• Exercise:
As written and without pictures, set down the lines from the one that contains "Target: smoothie cup" through the end of the data.

• Data to use:

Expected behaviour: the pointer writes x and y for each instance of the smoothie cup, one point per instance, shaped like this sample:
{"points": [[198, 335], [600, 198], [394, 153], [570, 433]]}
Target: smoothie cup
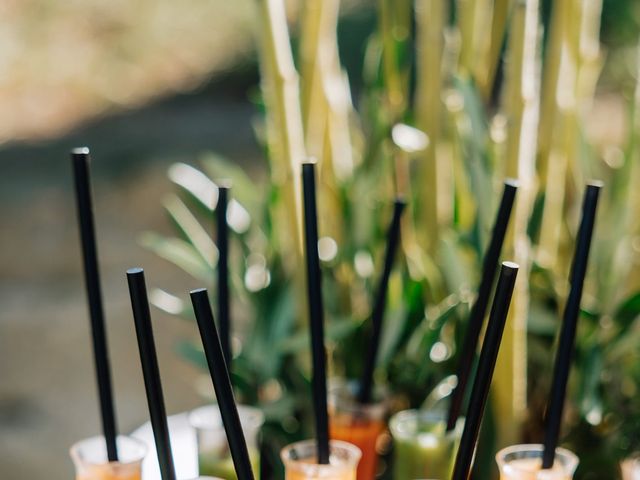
{"points": [[214, 456], [523, 462], [422, 446], [300, 461], [358, 424], [91, 462]]}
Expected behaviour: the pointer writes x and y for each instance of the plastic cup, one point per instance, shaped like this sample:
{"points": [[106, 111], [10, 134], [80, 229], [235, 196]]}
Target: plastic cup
{"points": [[422, 447], [300, 461], [214, 456], [358, 424], [523, 462], [91, 462]]}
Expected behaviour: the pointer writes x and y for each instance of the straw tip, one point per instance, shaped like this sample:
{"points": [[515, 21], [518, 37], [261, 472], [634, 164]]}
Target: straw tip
{"points": [[309, 162], [510, 266], [80, 151], [400, 201], [224, 183], [512, 183]]}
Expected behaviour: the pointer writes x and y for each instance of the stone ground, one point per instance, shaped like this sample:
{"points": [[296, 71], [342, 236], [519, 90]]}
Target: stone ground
{"points": [[47, 391]]}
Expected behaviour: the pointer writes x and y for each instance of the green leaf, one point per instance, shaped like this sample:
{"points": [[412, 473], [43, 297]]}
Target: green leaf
{"points": [[542, 321], [628, 311], [591, 369], [249, 194], [335, 331], [194, 354], [191, 230], [178, 252]]}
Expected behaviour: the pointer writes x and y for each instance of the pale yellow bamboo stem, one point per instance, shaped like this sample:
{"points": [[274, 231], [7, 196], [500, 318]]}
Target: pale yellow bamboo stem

• Problem solution:
Target: smoothie cup
{"points": [[214, 456], [523, 462], [422, 446], [300, 461], [358, 424], [91, 462]]}
Expected behaviour: the pointer writes x and y for each instance of the plastic cup, one point per instance, shaped like this sample:
{"points": [[106, 111], [10, 134], [80, 229], [235, 196]]}
Target: plastic cup
{"points": [[422, 447], [300, 461], [214, 456], [358, 424], [523, 462], [91, 462]]}
Expected behaviour: the pointer writes x and y for each instance of the straw tip, one point per instance, shaped like this sample:
{"points": [[515, 21], [518, 37], [261, 472], [634, 164]]}
Target: straw tip
{"points": [[309, 162], [510, 266], [80, 151], [400, 201], [224, 183], [512, 183]]}
Expected behaviour: the pointer writes x and y for each instance of the stone ground, one point per instance, shaped like this sample:
{"points": [[296, 71], [342, 236], [519, 90]]}
Target: stone ground
{"points": [[47, 391]]}
Expected behaviour: the pointer writes x and y for each instance of the green leaf, one point per instance, shaped like this sample:
{"points": [[412, 473], [43, 297]]}
Target: green leaf
{"points": [[542, 321], [628, 311], [591, 369], [249, 194], [335, 331], [194, 354], [191, 230], [178, 252]]}
Expected behaviour: the pointer writes x and y for each instance of the pale yellow bamboo stem, one point per instance, shaped like this sample:
{"points": [[274, 231], [7, 196], [500, 318]]}
Target: pale yellow bamboo stem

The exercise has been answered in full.